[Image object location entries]

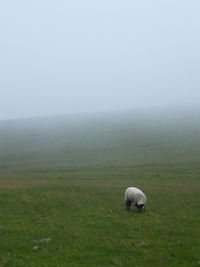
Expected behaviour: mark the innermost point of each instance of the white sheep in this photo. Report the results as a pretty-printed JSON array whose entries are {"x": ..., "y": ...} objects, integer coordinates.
[{"x": 135, "y": 195}]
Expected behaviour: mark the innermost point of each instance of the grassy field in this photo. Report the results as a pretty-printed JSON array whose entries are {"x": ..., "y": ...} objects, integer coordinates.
[{"x": 62, "y": 183}]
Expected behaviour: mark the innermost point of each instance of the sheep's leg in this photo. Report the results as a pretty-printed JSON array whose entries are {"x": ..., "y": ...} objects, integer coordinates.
[{"x": 128, "y": 204}]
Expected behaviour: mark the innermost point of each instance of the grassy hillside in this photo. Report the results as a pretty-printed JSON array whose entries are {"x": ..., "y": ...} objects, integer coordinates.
[{"x": 64, "y": 178}]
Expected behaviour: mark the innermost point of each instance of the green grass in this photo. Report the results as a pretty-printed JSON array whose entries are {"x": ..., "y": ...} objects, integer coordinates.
[{"x": 63, "y": 179}]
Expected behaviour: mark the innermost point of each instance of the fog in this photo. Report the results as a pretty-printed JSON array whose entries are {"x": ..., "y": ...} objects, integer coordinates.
[{"x": 78, "y": 56}]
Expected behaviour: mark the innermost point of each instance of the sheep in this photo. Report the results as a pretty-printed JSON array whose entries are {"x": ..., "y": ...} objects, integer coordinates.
[{"x": 135, "y": 195}]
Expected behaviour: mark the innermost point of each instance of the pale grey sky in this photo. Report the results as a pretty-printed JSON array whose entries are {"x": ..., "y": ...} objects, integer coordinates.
[{"x": 79, "y": 56}]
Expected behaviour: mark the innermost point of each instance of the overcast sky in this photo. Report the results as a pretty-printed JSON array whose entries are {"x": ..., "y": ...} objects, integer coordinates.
[{"x": 79, "y": 56}]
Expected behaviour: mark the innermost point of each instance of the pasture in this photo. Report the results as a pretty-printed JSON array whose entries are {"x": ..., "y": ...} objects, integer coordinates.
[{"x": 62, "y": 183}]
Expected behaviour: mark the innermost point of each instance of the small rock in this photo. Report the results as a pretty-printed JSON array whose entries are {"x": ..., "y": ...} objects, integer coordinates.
[
  {"x": 45, "y": 240},
  {"x": 141, "y": 244},
  {"x": 35, "y": 248}
]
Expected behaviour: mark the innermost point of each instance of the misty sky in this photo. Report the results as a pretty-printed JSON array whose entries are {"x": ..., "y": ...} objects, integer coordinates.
[{"x": 80, "y": 56}]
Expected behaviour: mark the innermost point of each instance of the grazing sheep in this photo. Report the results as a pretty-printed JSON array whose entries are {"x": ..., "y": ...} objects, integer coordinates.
[{"x": 135, "y": 195}]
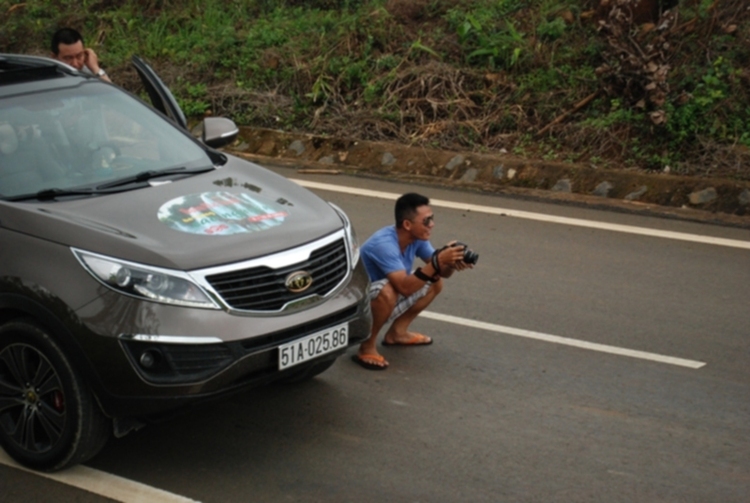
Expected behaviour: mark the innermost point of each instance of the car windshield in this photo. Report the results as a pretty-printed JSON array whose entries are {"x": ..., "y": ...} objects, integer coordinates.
[{"x": 89, "y": 135}]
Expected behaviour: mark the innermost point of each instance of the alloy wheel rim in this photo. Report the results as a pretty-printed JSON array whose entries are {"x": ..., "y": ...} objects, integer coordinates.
[{"x": 32, "y": 400}]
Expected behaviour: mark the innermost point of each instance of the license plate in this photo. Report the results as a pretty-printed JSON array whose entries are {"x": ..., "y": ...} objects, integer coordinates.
[{"x": 313, "y": 345}]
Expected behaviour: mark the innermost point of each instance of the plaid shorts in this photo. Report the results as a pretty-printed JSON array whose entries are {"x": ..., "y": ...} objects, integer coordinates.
[{"x": 402, "y": 303}]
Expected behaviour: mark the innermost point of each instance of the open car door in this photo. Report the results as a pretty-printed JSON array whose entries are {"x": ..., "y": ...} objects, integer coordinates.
[{"x": 160, "y": 95}]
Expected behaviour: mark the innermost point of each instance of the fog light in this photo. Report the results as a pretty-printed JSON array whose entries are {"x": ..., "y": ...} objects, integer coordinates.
[{"x": 149, "y": 359}]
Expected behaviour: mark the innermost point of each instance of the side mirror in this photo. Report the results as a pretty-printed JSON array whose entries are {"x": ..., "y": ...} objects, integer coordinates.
[{"x": 219, "y": 131}]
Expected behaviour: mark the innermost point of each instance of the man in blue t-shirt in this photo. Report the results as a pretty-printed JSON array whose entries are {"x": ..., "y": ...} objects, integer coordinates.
[{"x": 397, "y": 294}]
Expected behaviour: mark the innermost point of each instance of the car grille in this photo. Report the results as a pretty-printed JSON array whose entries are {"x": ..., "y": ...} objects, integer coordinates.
[{"x": 264, "y": 289}]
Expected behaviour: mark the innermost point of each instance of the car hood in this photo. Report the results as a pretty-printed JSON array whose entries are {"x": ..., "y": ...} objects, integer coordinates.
[{"x": 236, "y": 212}]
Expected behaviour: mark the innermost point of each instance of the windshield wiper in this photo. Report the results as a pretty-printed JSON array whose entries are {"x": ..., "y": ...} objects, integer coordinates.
[{"x": 145, "y": 176}]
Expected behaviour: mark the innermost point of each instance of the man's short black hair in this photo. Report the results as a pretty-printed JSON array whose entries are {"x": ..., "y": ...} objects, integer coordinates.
[
  {"x": 406, "y": 207},
  {"x": 67, "y": 36}
]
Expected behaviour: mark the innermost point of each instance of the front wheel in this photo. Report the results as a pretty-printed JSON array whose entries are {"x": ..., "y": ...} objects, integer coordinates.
[{"x": 49, "y": 419}]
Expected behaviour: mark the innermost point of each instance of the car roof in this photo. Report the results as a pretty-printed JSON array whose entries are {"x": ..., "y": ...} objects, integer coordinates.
[{"x": 17, "y": 70}]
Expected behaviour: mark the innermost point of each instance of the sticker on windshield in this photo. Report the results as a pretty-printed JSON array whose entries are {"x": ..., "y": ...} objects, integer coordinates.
[{"x": 221, "y": 213}]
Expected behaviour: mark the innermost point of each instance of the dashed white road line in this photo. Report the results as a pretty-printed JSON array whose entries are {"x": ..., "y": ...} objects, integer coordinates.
[
  {"x": 592, "y": 224},
  {"x": 104, "y": 484},
  {"x": 556, "y": 339}
]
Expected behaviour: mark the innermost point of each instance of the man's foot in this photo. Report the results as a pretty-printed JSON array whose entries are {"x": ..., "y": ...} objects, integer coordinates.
[
  {"x": 370, "y": 362},
  {"x": 411, "y": 339}
]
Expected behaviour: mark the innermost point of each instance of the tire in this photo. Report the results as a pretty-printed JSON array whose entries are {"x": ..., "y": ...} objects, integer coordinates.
[
  {"x": 49, "y": 419},
  {"x": 309, "y": 372}
]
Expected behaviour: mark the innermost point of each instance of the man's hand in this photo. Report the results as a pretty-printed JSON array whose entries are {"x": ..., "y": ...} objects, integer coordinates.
[
  {"x": 92, "y": 63},
  {"x": 451, "y": 258}
]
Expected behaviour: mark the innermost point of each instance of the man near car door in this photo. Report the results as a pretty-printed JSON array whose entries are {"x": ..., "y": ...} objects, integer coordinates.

▸ To be done
Repeat the material above verbatim, with no pictures in the output.

▸ Answer to the exercise
Expected behaviour: mark the innermost point of each instance of the white sheep in this photo. Report the results as a pretty-printed JSON array whose entries are {"x": ..., "y": ...} objects, integer coordinates.
[{"x": 135, "y": 195}]
Expected behaviour: mark the innermost point of each instance of the grassy field in this photo. Report the results as a pretty-printed JSON array whose entries are {"x": ..., "y": ...} objects, integer coordinates.
[{"x": 62, "y": 183}]
Expected behaviour: mark the innermost point of each instance of the sheep's leg in this photo. Report the results as a pretty-printed JSON array whose entries are {"x": ..., "y": ...} objects, integer coordinates.
[{"x": 128, "y": 204}]
Expected behaviour: mark the innermost point of each instance of the grassy hillside in this photo. Report the results as a pretty-printed JSON array whose entries are {"x": ..., "y": ...} objects, integer coordinates.
[{"x": 64, "y": 178}]
Expected behaviour: mark the innermost point of each instance of the green grass in this photo. Report the results as a pretty-printed JSON array whose entries are {"x": ..., "y": ...} objects, integer coordinates.
[{"x": 63, "y": 179}]
Expected behaviour: mark the innermost point of each instance of the fog in this photo. Report the results as a pretty-printed JSON array whose entries are {"x": ..., "y": ...} objects, integer coordinates.
[{"x": 78, "y": 56}]
Expected behaviour: mark the innermost point of each instance of the sheep in this photo. Report the results as a pretty-printed JSON array whose entries are {"x": ..., "y": ...} objects, integer coordinates.
[{"x": 135, "y": 195}]
Expected behaviour: mark the innermost point of each instance of the pale grey sky in this photo. Report the results as a pretty-printed JSON array whose entries are {"x": ..., "y": ...} objects, integer coordinates.
[{"x": 79, "y": 56}]
Expected behaviour: mark the innermost point of each instance of the overcast sky in this photo. Report the results as a pretty-printed JSON array whose entries are {"x": ..., "y": ...} objects, integer coordinates.
[{"x": 79, "y": 56}]
Expected behaviour: mark the innermost point of each instance of the pasture in this photo. Report the results as a pretty-printed JSON array whose entries are {"x": ..., "y": ...} objects, integer coordinates.
[{"x": 62, "y": 183}]
Expected behaviour: mark the innermost point of each instance of the small rock in this photo. Report the results as a pretty-printed JSON array whose entries are {"x": ..., "y": ...} objects, integer coordinates.
[
  {"x": 45, "y": 240},
  {"x": 141, "y": 244},
  {"x": 35, "y": 248}
]
Expected behaviour: mark the innermost point of each instance of the misty sky in this photo. Report the results as a pretty-printed JSON array whose entries are {"x": ..., "y": ...} objects, integer coordinates.
[{"x": 80, "y": 56}]
Expected behaviour: mark the innermost point of each instance of the grazing sheep in this photo. Report the results as a pretty-printed JSON array whose entries are {"x": ..., "y": ...} objects, integer coordinates.
[{"x": 135, "y": 195}]
Expected behaviour: mark the innermost point of each instance of the car windshield in this photo. Report the results as a pretty-printed JSON array whose entries are {"x": ..., "y": ...} objects, integer coordinates.
[{"x": 89, "y": 135}]
Expected behaviour: mark the innermost point of each instance of the alloy wheel rim in this photo. Report the results as a pretty-printed JSON array whose entries are {"x": ..., "y": ...} objects, integer coordinates.
[{"x": 32, "y": 400}]
Expected behaviour: mark the innermost point of each instance of the license plate in this photo. Report the results as a pretty-printed JSON array whose entries are {"x": ..., "y": ...} objects, integer coordinates.
[{"x": 313, "y": 345}]
Expected behaviour: mark the innermost point of each instance of the plaid shorts in this photo. Report the results as a pretty-printed JSON array whose entries are {"x": ..., "y": ...} objects, integer coordinates.
[{"x": 402, "y": 303}]
Expected behaviour: mark the innermost point of each instance of the open car door in this photo. Report the results as a pretty-printed JSON array whose entries are {"x": ..., "y": ...} objects, integer coordinates.
[{"x": 160, "y": 95}]
Expected behaviour: mark the innermost point of each instance of the fog light in this photo. Report the results as a pretty-printed JSON array whose entries are {"x": ..., "y": ...} objects, integer coordinates.
[{"x": 149, "y": 359}]
Expected behaviour: mark the innermost point of each instance of the side mirror in this photo. Report the results as a pretty-printed JSON array whose entries are {"x": ..., "y": ...} objects, integer coordinates.
[{"x": 219, "y": 131}]
Expected behaviour: mark the innermost point of each instance of the man in blue t-shirt in this photo. Report the results as a pretty-printed JSON array whose entries are {"x": ..., "y": ...} objects, integer coordinates.
[{"x": 397, "y": 294}]
Expected behaviour: mark the innermost point of each instance of the car grille in this photo. Report the results as a pretty-printed JSON array whose entries are {"x": ..., "y": ...} objects, integer coordinates.
[{"x": 264, "y": 289}]
Expected behaviour: mark the innermost point of each instance of the car hood in this photo. Report the results as a pretty-printed JSON array whose entries are {"x": ..., "y": ...} objects, integer coordinates.
[{"x": 236, "y": 212}]
Expected behaviour: mark the innermost point of each instance of the windshield wiper in this photo. Report the results as a pretty-printed JSON array whose entries are {"x": ..., "y": ...} objects, integer coordinates.
[{"x": 145, "y": 176}]
Expected behaviour: mark the innermost point of each instance of the man's short black hair in this photo. Report the results as a pretty-printed JSON array whose entries are {"x": ..., "y": ...} objects, integer coordinates.
[
  {"x": 406, "y": 207},
  {"x": 67, "y": 36}
]
Expected behaviour: mark the innermost point of each instance of the front wheel in this photo. Report the results as a pretty-printed JSON array whose entries are {"x": ..., "y": ...} objects, integer coordinates.
[{"x": 49, "y": 419}]
Expected behaviour: mark the innermost point of each instance of the car roof in this photo. Report the results as a pretty-printed JSON array whose entries are {"x": ..., "y": ...} objects, integer coordinates.
[{"x": 17, "y": 70}]
Expected behaviour: mark the innermost point of each instance of the sticker on windshield in this photo. Report the results as a pretty-printed JSON array whose entries are {"x": ..., "y": ...} objects, integer coordinates.
[{"x": 221, "y": 213}]
Expected behaviour: mark the innermost point of each instance of the dashed white road line in this photo. Report the results as a pretty-printed JSON array whose entries are {"x": ..., "y": ...} objects, integer coordinates.
[
  {"x": 592, "y": 224},
  {"x": 104, "y": 484},
  {"x": 556, "y": 339}
]
Expected behaviour: mark the innermost point of each instance of the man's foot in this photo. Report the results as a pretty-printed JSON array whose entries are {"x": ..., "y": ...} objects, integer coordinates.
[
  {"x": 370, "y": 362},
  {"x": 411, "y": 339}
]
Expected behaviour: mark the innermost point of each instance of the tire in this photo. Report the results as a pretty-printed JSON array whose entries are {"x": ..., "y": ...} objects, integer coordinates.
[
  {"x": 49, "y": 419},
  {"x": 309, "y": 372}
]
Expected behaviour: mark the innermost point of each instance of the man's hand in this photo. Report the results as a pretty-printed JSON array whose entries are {"x": ..., "y": ...} objects, integer coordinates.
[
  {"x": 92, "y": 63},
  {"x": 451, "y": 258}
]
Expected behaviour: mark the innermost point of each instance of the man near car door in this photo. Report the results as a pretty-printed JSON array whose entries are {"x": ..., "y": ...} objects, integer coordinates.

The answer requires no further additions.